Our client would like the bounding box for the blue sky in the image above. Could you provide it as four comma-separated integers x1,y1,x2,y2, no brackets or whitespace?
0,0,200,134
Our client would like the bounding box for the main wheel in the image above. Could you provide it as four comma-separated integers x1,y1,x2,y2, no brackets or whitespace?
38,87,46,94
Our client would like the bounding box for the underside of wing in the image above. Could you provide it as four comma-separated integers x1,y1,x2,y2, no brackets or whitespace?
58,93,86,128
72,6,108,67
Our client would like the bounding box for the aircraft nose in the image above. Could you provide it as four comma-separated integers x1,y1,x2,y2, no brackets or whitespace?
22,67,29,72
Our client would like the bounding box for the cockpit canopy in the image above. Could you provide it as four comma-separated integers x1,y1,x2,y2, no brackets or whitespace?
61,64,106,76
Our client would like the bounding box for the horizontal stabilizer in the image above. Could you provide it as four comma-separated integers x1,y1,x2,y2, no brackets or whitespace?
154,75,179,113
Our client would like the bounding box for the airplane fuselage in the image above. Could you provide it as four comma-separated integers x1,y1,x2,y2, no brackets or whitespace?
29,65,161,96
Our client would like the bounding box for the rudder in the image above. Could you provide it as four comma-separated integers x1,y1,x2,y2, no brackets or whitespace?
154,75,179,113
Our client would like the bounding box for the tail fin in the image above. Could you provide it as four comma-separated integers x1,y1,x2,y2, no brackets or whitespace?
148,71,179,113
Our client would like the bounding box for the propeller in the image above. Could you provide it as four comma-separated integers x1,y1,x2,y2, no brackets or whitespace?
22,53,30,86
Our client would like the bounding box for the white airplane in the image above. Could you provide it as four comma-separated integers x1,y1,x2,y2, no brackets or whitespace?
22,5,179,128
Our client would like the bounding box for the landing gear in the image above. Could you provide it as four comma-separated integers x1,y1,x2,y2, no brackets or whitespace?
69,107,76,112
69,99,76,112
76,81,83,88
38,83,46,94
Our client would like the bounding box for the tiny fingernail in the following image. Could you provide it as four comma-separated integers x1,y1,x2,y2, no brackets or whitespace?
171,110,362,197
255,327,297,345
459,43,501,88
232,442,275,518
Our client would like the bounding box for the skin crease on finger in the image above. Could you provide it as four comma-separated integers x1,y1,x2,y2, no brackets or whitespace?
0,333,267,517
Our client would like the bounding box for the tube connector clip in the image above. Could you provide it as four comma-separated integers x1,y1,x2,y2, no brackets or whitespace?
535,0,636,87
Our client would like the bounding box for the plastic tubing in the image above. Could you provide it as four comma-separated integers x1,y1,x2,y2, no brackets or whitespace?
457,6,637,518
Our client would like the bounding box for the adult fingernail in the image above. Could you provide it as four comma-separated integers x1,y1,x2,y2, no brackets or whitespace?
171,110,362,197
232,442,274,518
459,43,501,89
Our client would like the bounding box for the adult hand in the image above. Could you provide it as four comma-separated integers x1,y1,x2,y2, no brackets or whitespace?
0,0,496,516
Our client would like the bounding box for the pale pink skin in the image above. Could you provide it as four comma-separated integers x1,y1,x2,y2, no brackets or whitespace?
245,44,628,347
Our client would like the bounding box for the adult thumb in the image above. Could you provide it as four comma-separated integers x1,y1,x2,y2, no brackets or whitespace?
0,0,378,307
+ + + + + + +
### Written exercise
Reproduce all of the rows above verbatim, with no line added, dropped, or altered.

### Answer for the task
Our client would like the bounding box for the blue sky in the image above. Could you provide it as four comma-separated integers x1,y1,x2,y2, no brackets or whitespace?
0,0,200,134
Our client would like the bounding box for the main wheel in the image above. Could you provide it as four comma-separated integers x1,y1,x2,y2, no brackets or whitespace?
38,87,46,94
Our client would like the bounding box for the underside of wing in the image above. Could you provide it as four comma-separated integers x1,y1,x2,y2, no brackets or whitespace?
58,93,86,128
72,6,108,67
Our client would like the bounding box for the aircraft nose in the image above. Could you provide it as four comma-separated integers x1,y1,x2,y2, no brackets or whitespace?
22,67,29,72
Our client would like the bounding box for the cockpit canopy in the image above. Could you provide it as four comma-separated integers x1,y1,x2,y2, no brackets or whitespace?
61,64,106,76
Our client would like the bounding box for the horizontal stabilizer in the image above. Could you provide it as four comma-separated integers x1,y1,x2,y2, no brackets or whitespace?
154,75,179,113
Our client would like the bounding box for the airplane fuselage in the image above. Could you provide it as four comma-separated integers x1,y1,x2,y2, no brackets or whitespace?
29,65,161,96
Our client would like the bounding box for the rudder in the image above. Could you provide it as four comma-separated integers x1,y1,x2,y2, no brackets or whitespace?
154,75,179,113
Our client would like the bounding box for the tail fin in the image above. Could you provide it as four comma-separated integers x1,y1,x2,y2, no brackets or whitespace?
148,71,179,113
Our client would like the bounding box for the propeller in the image above. Could you provide it as four comma-separated integers x1,y1,x2,y2, no brackets or whitespace?
22,53,30,86
Our client would like the bounding box for the white airplane in the image above. Could you provide it as four comma-separated integers x1,y1,x2,y2, no brackets or whitespace?
22,5,179,128
Our client would like the bounding box for the landing gear in the image above. Could you provide it as four comma-separated integers x1,y1,x2,y2, no brackets or whitespace?
69,107,76,112
69,99,76,112
76,81,83,88
38,83,46,94
Our client would like the bounding box for the tiny fingernail in the following image. Could you provide it as four comma-separated integers x1,y1,x2,y2, no brackets or whitespace?
171,110,362,197
255,327,297,345
459,43,501,88
232,442,275,518
Our client would like the bounding box for the skin crease on finger in the image above. Could you provide it as four comma-separated integers x1,y1,x2,y2, no brackets or whitespace?
0,333,267,517
Our client would like the bounding box for the tube connector clip in the image above. Could you provide it as four comma-separated integers x1,y1,x2,y2, no brackets or whitespace?
535,0,636,87
Our client would like the bounding box for the plastic tubing in the image above. Could you provide it as four comma-separated integers x1,y1,x2,y2, no brackets or whitespace?
457,6,637,518
Our client would like the bounding box for the adult fingernail in the image above. Could you provide it as four comma-separated integers x1,y1,x2,y2, no brackets or whitespace?
171,110,362,197
232,442,274,518
459,43,501,89
Our client would like the bounding box for the adult hand in the image above. Could you provide it as four comma-separated integers x1,y1,x2,y2, no brackets or whitespace?
0,0,496,516
Our client would like the bounding box for the pale pink skin in the image above. Could you provide it as four comma-separated integers x1,y1,x2,y2, no brackets or whitespace?
245,44,628,347
Our client would like the bounding box for the adult thumb in the image above. Could you provide it as four comma-separated integers x1,y1,x2,y2, no brackets or whitespace?
0,0,378,307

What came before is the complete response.